Exercise goal:
Your task is to retype, word for word, the lines from the start of the data through the line holding "box: [192, 1, 268, 522]". Do not include the pictures.

═══ Data to use ═══

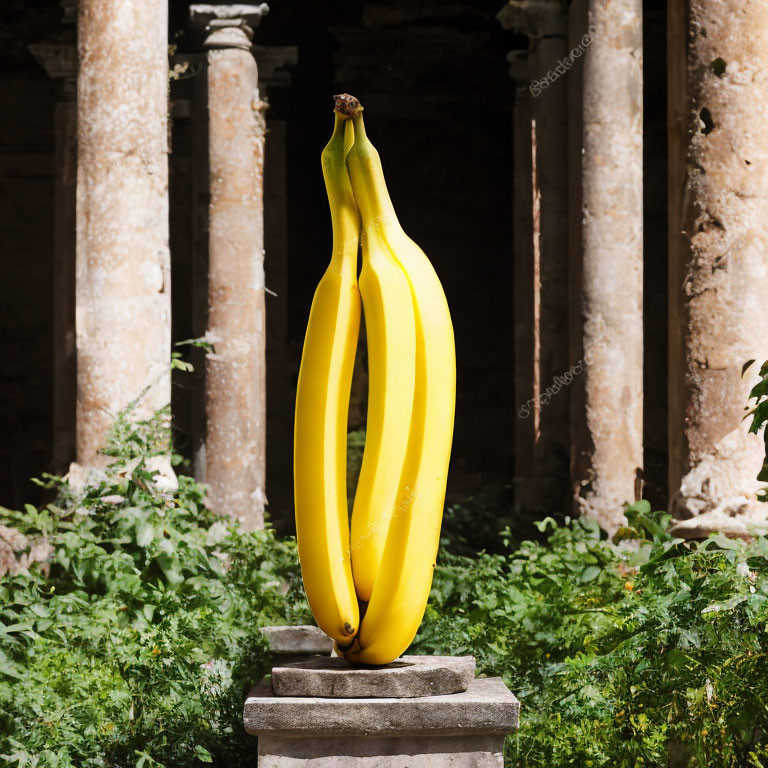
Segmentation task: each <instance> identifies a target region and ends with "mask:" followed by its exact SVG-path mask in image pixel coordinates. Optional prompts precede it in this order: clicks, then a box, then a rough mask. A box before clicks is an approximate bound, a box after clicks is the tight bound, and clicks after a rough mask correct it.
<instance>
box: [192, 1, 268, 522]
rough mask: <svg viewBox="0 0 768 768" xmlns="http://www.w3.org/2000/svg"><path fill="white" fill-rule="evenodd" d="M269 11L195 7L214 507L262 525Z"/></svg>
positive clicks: (265, 446) (264, 343) (206, 400)
mask: <svg viewBox="0 0 768 768" xmlns="http://www.w3.org/2000/svg"><path fill="white" fill-rule="evenodd" d="M267 10H268V8H267V6H266V5H233V6H213V5H193V6H191V8H190V15H191V20H192V23H193V24H195V25H197V26H205V28H206V30H207V33H208V37H207V39H206V42H205V45H206V48H208V49H209V52H208V142H209V144H208V157H209V168H210V195H211V200H210V210H209V264H208V330H207V333H206V338H207V340H208V341H209V342H211V343H212V344H213V346H214V351H213V352H210V353H209V354H208V356H207V364H206V417H207V432H206V441H205V458H206V472H205V480H206V483H207V484H208V489H209V492H208V502H209V505H210V507H211V509H212V510H213V511H214V512H217V513H219V514H222V515H227V516H229V517H232V518H235V519H236V520H238V521H239V522H240V523H241V524H242V526H243V527H244V528H246V529H256V528H261V527H263V524H264V504H265V502H266V499H265V494H264V482H265V464H266V461H265V453H266V445H265V430H266V397H265V394H266V366H265V338H266V333H265V325H266V319H265V315H264V200H263V180H264V178H263V177H264V132H265V123H264V114H263V113H264V109H265V104H264V102H262V101H261V99H260V97H259V89H258V73H257V68H256V61H255V60H254V58H253V56H252V54H251V39H252V36H253V31H252V26H255V25H256V24H258V22H259V20H260V19H261V17H262V16H263V15H264V14H265V13H266V12H267Z"/></svg>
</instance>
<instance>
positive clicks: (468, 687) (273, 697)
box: [244, 656, 520, 768]
mask: <svg viewBox="0 0 768 768" xmlns="http://www.w3.org/2000/svg"><path fill="white" fill-rule="evenodd" d="M467 661H468V660H467V659H445V658H443V659H437V658H433V659H427V658H425V657H408V656H405V657H403V658H402V659H398V660H397V661H396V662H393V664H391V665H386V667H382V668H374V667H367V668H360V667H358V668H354V667H350V668H349V670H348V671H347V673H346V675H347V677H348V679H346V680H345V681H344V684H343V685H341V686H340V690H341V692H342V693H343V695H344V698H340V697H338V696H325V697H319V696H307V695H303V696H299V695H294V696H278V695H276V694H275V691H274V690H273V688H272V685H271V684H270V683H267V682H262V683H260V684H259V685H258V686H257V687H256V688H254V689H253V690H252V691H251V693H250V695H249V696H248V698H247V700H246V702H245V712H244V723H245V729H246V731H247V732H248V733H250V734H252V735H254V736H258V737H259V742H258V751H259V757H258V765H259V768H321V766H322V768H445V767H446V766H451V767H452V768H502V766H503V764H504V759H503V746H504V737H505V736H506V735H507V734H509V733H511V732H513V731H515V730H516V729H517V726H518V716H519V711H520V704H519V702H518V701H517V699H516V698H515V697H514V695H513V694H512V693H511V692H510V691H509V689H508V688H507V687H506V686H505V685H504V683H503V682H502V681H501V679H500V678H487V679H478V680H471V681H465V683H464V685H467V688H466V690H464V691H460V692H458V693H450V694H442V695H419V694H418V693H417V694H416V695H413V692H411V691H407V690H406V691H405V694H406V695H405V696H402V695H400V696H396V697H392V693H393V691H394V690H395V689H394V688H393V687H392V683H393V682H394V681H395V680H396V681H397V686H402V685H403V682H404V681H405V678H406V675H404V674H403V673H402V671H400V672H398V670H403V669H404V668H405V667H410V673H411V675H412V677H413V680H414V685H416V686H417V687H418V689H419V692H421V693H422V694H423V691H424V679H425V670H426V669H427V668H430V669H433V670H434V669H436V668H438V667H444V669H445V670H451V669H453V670H454V671H456V670H464V671H465V670H466V668H468V666H469V665H468V664H467ZM295 666H299V665H295ZM334 666H335V667H338V664H337V663H335V661H334ZM275 671H277V670H275ZM331 672H332V673H333V674H337V673H338V672H339V670H338V669H335V668H334V669H332V670H331ZM317 673H318V669H317V667H316V665H314V666H313V668H311V669H308V670H307V681H308V682H309V681H310V680H312V681H314V683H317V679H318V674H317ZM342 674H343V673H342ZM430 674H432V675H433V676H434V674H435V673H434V671H433V672H431V673H430ZM460 676H461V675H460V674H459V675H457V676H454V682H455V680H456V679H457V677H460ZM377 677H380V678H381V680H382V684H381V691H382V693H383V695H379V696H377V697H370V694H371V686H373V687H374V688H376V681H375V678H377ZM356 679H359V680H360V684H361V685H362V686H364V688H365V691H364V694H366V695H367V696H369V698H363V697H362V694H358V695H357V697H350V696H349V694H350V693H355V692H354V690H353V689H354V687H355V680H356ZM434 679H437V678H434ZM297 680H298V677H297V676H296V675H294V677H293V679H292V680H291V684H292V685H293V686H294V690H297V691H301V685H300V684H299V683H297ZM385 680H389V683H386V682H384V681H385ZM314 683H313V684H314ZM297 685H299V687H298V688H296V687H295V686H297ZM311 687H312V686H310V688H311ZM438 688H439V686H438ZM362 690H363V689H362V688H361V691H362ZM402 692H403V691H402V688H400V693H402ZM388 693H389V696H390V697H387V694H388Z"/></svg>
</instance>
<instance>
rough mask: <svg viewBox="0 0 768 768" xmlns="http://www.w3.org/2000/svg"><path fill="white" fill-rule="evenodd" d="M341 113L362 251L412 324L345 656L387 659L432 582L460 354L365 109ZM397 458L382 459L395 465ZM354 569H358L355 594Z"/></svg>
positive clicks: (348, 104) (402, 370)
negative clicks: (378, 249) (368, 540)
mask: <svg viewBox="0 0 768 768" xmlns="http://www.w3.org/2000/svg"><path fill="white" fill-rule="evenodd" d="M347 110H348V112H349V113H350V114H351V115H352V116H353V124H354V129H355V143H354V145H353V146H352V149H351V150H350V151H349V153H348V154H347V168H348V170H349V176H350V181H351V183H352V189H353V192H354V195H355V200H356V202H357V205H358V208H359V210H360V213H361V216H362V221H363V243H364V247H365V243H366V242H368V243H369V250H370V249H372V248H373V245H372V244H373V243H375V244H376V248H377V249H381V250H382V251H386V252H387V253H388V255H389V256H390V257H391V258H393V259H394V260H395V262H396V263H397V264H398V265H399V267H400V268H401V269H402V271H403V273H404V274H405V275H406V276H407V281H408V285H409V292H410V301H411V303H412V305H413V308H414V312H415V315H414V317H415V325H416V349H415V352H416V354H415V363H416V369H415V389H414V398H413V409H412V413H411V418H410V419H406V418H405V416H402V415H401V417H400V418H399V429H400V430H401V431H402V433H403V434H407V435H408V441H407V450H406V452H405V461H404V463H403V467H402V472H401V474H400V477H399V481H398V482H397V483H396V484H395V485H396V488H397V494H396V499H395V501H394V504H393V505H391V509H392V512H391V514H390V520H389V525H388V526H387V530H386V539H385V544H384V547H383V550H381V549H380V548H379V545H378V543H377V548H376V550H375V551H371V550H372V549H373V548H372V547H368V548H366V550H365V551H366V554H367V555H368V556H369V557H371V562H369V563H367V564H366V568H367V570H368V571H370V570H373V568H374V567H375V574H374V577H375V578H374V585H373V589H372V591H371V594H370V601H369V602H368V605H367V609H366V612H365V614H364V616H363V619H362V622H361V625H360V630H359V632H358V634H357V636H356V637H355V638H354V641H353V643H352V645H351V647H350V648H349V649H348V650H347V651H346V653H345V657H346V658H347V659H348V660H349V661H352V662H358V663H366V664H386V663H388V662H390V661H393V660H394V659H396V658H397V657H398V656H399V655H400V654H401V653H402V652H403V651H405V650H406V648H407V647H408V646H409V645H410V643H411V641H412V640H413V638H414V636H415V634H416V632H417V631H418V628H419V624H420V623H421V619H422V617H423V615H424V609H425V607H426V604H427V599H428V598H429V592H430V588H431V585H432V574H433V569H434V564H435V557H436V555H437V548H438V543H439V538H440V524H441V521H442V512H443V503H444V500H445V485H446V480H447V473H448V463H449V459H450V451H451V441H452V436H453V417H454V408H455V402H456V357H455V347H454V339H453V327H452V325H451V317H450V313H449V310H448V304H447V302H446V300H445V294H444V293H443V289H442V286H441V285H440V281H439V279H438V277H437V275H436V274H435V271H434V269H433V267H432V265H431V263H430V262H429V260H428V259H427V257H426V256H425V255H424V253H423V251H422V250H421V249H420V248H419V247H418V245H416V243H414V242H413V241H412V240H411V239H410V238H409V237H408V236H407V235H406V234H405V232H403V230H402V228H401V227H400V224H399V222H398V220H397V217H396V215H395V211H394V208H393V206H392V202H391V200H390V198H389V193H388V192H387V188H386V184H385V182H384V174H383V171H382V167H381V161H380V159H379V155H378V152H377V151H376V149H375V148H374V147H373V145H372V144H371V143H370V141H369V140H368V138H367V136H366V134H365V127H364V125H363V118H362V114H361V111H362V110H361V108H359V105H357V108H355V105H354V104H351V105H350V104H348V105H347ZM362 288H363V282H362V275H361V290H362ZM363 298H364V299H365V295H364V296H363ZM398 302H399V303H398V304H397V308H396V309H395V310H394V311H397V312H398V313H400V312H402V314H403V315H406V314H407V315H408V317H410V314H409V313H407V312H406V311H405V310H404V308H403V307H404V304H405V300H404V299H402V298H400V297H399V296H398ZM364 308H365V312H366V315H365V317H366V329H367V328H368V323H369V319H368V305H367V304H364ZM403 332H404V331H403ZM369 333H370V332H369ZM404 341H405V342H407V339H406V340H403V339H402V337H400V338H399V339H398V343H404ZM370 374H371V377H370V380H371V395H373V383H374V381H375V379H374V376H375V374H376V372H375V371H374V370H373V366H371V372H370ZM379 375H380V372H379ZM402 375H403V376H409V375H410V371H409V369H407V368H405V367H404V368H403V370H402ZM405 394H407V393H404V395H405ZM399 408H400V413H401V414H404V413H405V411H406V410H407V408H406V407H405V405H404V404H403V403H399ZM408 424H410V429H409V428H408V426H407V425H408ZM376 434H377V433H376V432H374V429H373V425H372V424H371V421H370V420H369V423H368V434H367V438H368V439H371V437H372V436H373V437H374V438H375V437H376ZM393 444H394V441H393ZM367 450H368V445H367V444H366V451H367ZM396 458H397V457H396V456H394V455H391V456H390V455H388V456H387V457H386V459H387V460H390V461H392V463H393V464H394V463H395V459H396ZM359 492H360V491H359V489H358V493H359ZM357 509H358V507H357V499H356V500H355V510H357ZM359 523H360V521H358V531H357V537H356V535H355V534H356V531H355V519H354V514H353V520H352V548H353V552H352V563H353V568H354V565H355V557H356V554H357V549H356V548H355V547H356V542H357V541H359V540H360V537H361V536H363V537H364V536H365V531H364V528H363V529H362V530H361V529H360V526H359ZM377 542H378V539H377ZM361 549H362V548H361ZM379 552H380V553H381V554H380V555H379V556H377V557H375V559H374V556H375V555H378V554H379ZM357 574H358V571H357V570H354V577H355V585H356V587H357V590H358V595H359V594H360V592H361V590H360V585H359V584H357V578H358V576H357ZM369 578H370V577H369Z"/></svg>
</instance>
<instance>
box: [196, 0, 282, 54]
mask: <svg viewBox="0 0 768 768" xmlns="http://www.w3.org/2000/svg"><path fill="white" fill-rule="evenodd" d="M267 13H269V6H268V5H267V4H266V3H261V4H259V5H241V4H237V5H209V4H195V5H191V6H190V7H189V20H190V23H191V24H192V26H193V27H198V28H202V29H204V30H205V32H206V34H207V37H206V39H205V43H204V45H205V47H206V48H242V49H243V50H246V51H250V50H251V40H253V29H254V27H257V26H258V25H259V22H260V21H261V19H262V17H263V16H266V15H267Z"/></svg>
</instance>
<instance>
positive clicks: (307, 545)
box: [294, 95, 456, 664]
mask: <svg viewBox="0 0 768 768" xmlns="http://www.w3.org/2000/svg"><path fill="white" fill-rule="evenodd" d="M322 166H323V176H324V178H325V183H326V190H327V192H328V199H329V202H330V209H331V221H332V225H333V253H332V257H331V263H330V265H329V267H328V269H327V271H326V272H325V275H324V276H323V278H322V279H321V281H320V283H319V285H318V287H317V290H316V292H315V297H314V299H313V302H312V309H311V312H310V317H309V324H308V327H307V334H306V338H305V341H304V351H303V354H302V359H301V369H300V372H299V382H298V389H297V394H296V421H295V433H294V486H295V487H294V495H295V507H296V532H297V538H298V545H299V559H300V562H301V569H302V576H303V579H304V586H305V589H306V592H307V598H308V600H309V605H310V608H311V609H312V613H313V614H314V616H315V619H316V621H317V623H318V626H319V627H320V628H321V629H322V630H323V631H324V632H325V633H326V634H328V635H329V636H330V637H332V638H333V639H334V640H335V641H336V643H337V647H338V648H339V649H341V650H342V651H343V653H344V656H345V657H346V658H347V660H349V661H351V662H355V663H364V664H386V663H388V662H390V661H393V660H394V659H396V658H397V657H398V656H399V655H400V654H401V653H402V652H403V651H404V650H405V649H406V648H407V647H408V646H409V645H410V643H411V641H412V640H413V638H414V636H415V634H416V631H417V630H418V628H419V624H420V623H421V619H422V616H423V615H424V609H425V607H426V604H427V598H428V597H429V591H430V588H431V584H432V573H433V569H434V564H435V557H436V555H437V547H438V543H439V537H440V523H441V520H442V509H443V501H444V497H445V484H446V479H447V472H448V461H449V458H450V450H451V439H452V435H453V415H454V406H455V400H456V360H455V351H454V342H453V328H452V325H451V318H450V313H449V311H448V305H447V303H446V300H445V295H444V293H443V289H442V286H441V285H440V281H439V280H438V278H437V275H436V274H435V271H434V269H433V268H432V265H431V264H430V262H429V260H428V259H427V257H426V256H425V255H424V253H423V251H422V250H421V249H420V248H419V246H418V245H416V243H414V242H413V241H412V240H411V239H410V238H409V237H408V236H407V235H406V234H405V232H404V231H403V229H402V227H401V226H400V224H399V222H398V220H397V216H396V215H395V211H394V208H393V206H392V201H391V200H390V198H389V193H388V192H387V188H386V184H385V182H384V174H383V171H382V167H381V161H380V159H379V154H378V152H377V151H376V149H375V148H374V147H373V145H372V144H371V143H370V141H369V140H368V137H367V136H366V133H365V126H364V124H363V117H362V107H361V106H360V104H359V102H358V101H357V99H355V98H354V97H351V96H348V95H343V96H337V97H336V110H335V126H334V131H333V135H332V136H331V140H330V142H329V143H328V145H327V146H326V148H325V149H324V150H323V154H322ZM358 242H360V243H362V255H363V263H362V269H361V271H360V278H359V283H358V279H357V251H358ZM361 297H362V308H363V311H364V313H365V324H366V334H367V343H368V361H369V380H370V385H369V397H368V422H367V435H366V443H365V450H364V452H363V463H362V467H361V470H360V478H359V480H358V486H357V491H356V494H355V500H354V505H353V509H352V520H351V526H350V523H349V521H348V512H347V506H346V437H347V410H348V405H349V396H350V387H351V379H352V367H353V363H354V356H355V350H356V346H357V339H358V332H359V325H360V299H361ZM350 529H351V530H350Z"/></svg>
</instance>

═══

Response below:
Segmentation task: each <instance> identifies a target region and ends with "mask:" followed by its exact SVG-path mask in image pixel coordinates. Optional prompts precede it in this order: clicks, then a box, then a rough mask. A box before clicks is an approximate bound, a box after clicks is the tight bound, and clicks after a rough mask correct it.
<instance>
box: [192, 1, 268, 522]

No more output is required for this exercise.